Try it - How many lines of the entries below include the word "scarf"? Answer with the number alone.

(Point-per-instance localization data)
══════

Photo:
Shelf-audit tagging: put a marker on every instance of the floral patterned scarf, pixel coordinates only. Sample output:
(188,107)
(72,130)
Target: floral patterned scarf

══════

Result for this exercise - 2